■ WRITTEN INSTRUCTION ■
Continue the article on bringing a dog to work from the point where it stops.
++++ PASSAGE PROVIDED ++++
Should You Bring Your Dog to Work With You?

Probably! But make sure you've got the basics covered first.

Should You Bring Your Dog to Work With You?

Always happy to see you. Can be won over with a treat (or even leftovers). Never makes a snide comment.

Sound like the perfect co-worker? Close. Welcome to the world of the office dog.

It may sound crazy to bring Fido to the office, but more and more workplaces are lifting the typical no-pets policy to allow dog owners to bring their fur babies to work.

It’s a perk at many tech companies, like Amazon, Etsy and Google. Often, these policies begin when a boss can’t quite part with their dog for the entire work day. Some companies, like Build-A-Bear Workshop, even give the highest-ranking dogs fancy titles, like Milford the CED (that’s Chief Executive Dog to you).

So, how do you know if your pup is ready to be a CED — or even just hang out at the office with you?

What makes a good office dog?
++++ SOURCE MATERIAL ++++
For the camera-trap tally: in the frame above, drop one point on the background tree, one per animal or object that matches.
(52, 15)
++++
■ ANSWER FOR THE TASK ■
Not every dog is ready for the 9-5 office grind. There are some characteristics that make some dogs better suited to a work environment than others:

House trained

No matter how cute a dog is, it won’t be making friends in a shared workspace if it hasn’t yet learned do its business outside, and only outside.


The dog should be able to follow simple commands, like any good puppy school graduate, and keep the barking to a minimum.


A clean bill of health with up-to-date immunizations is a must.

Plays well with others

A dog-friendly office may be a temporary home for more than one pup at a time. A well-socialized dog that plays nicely will be welcomed by the others.

Fear not, though. If your dog isn’t quite up to par today but has dreams of joining you at the office, in most cases a little extra training or a vet visit can get things in order.

What makes a dog-friendly office?

Even the best-behaved, cutest canine visitor won’t be able to make it without some support from the workplace and a prepared owner.

There should be a comfortable spot for the dog to snooze or rest throughout the day while the owner is working, preferably near their workspace.

A bowl of water should be on hand, but pet training guru Cesar Milan suggests not feeding dogs in your workspace.

As for the office itself, the official rules should be clear. It’s important to know where dogs are and aren’t allowed — some workplaces will allow dogs in one gated-off area rather than roaming the entire company.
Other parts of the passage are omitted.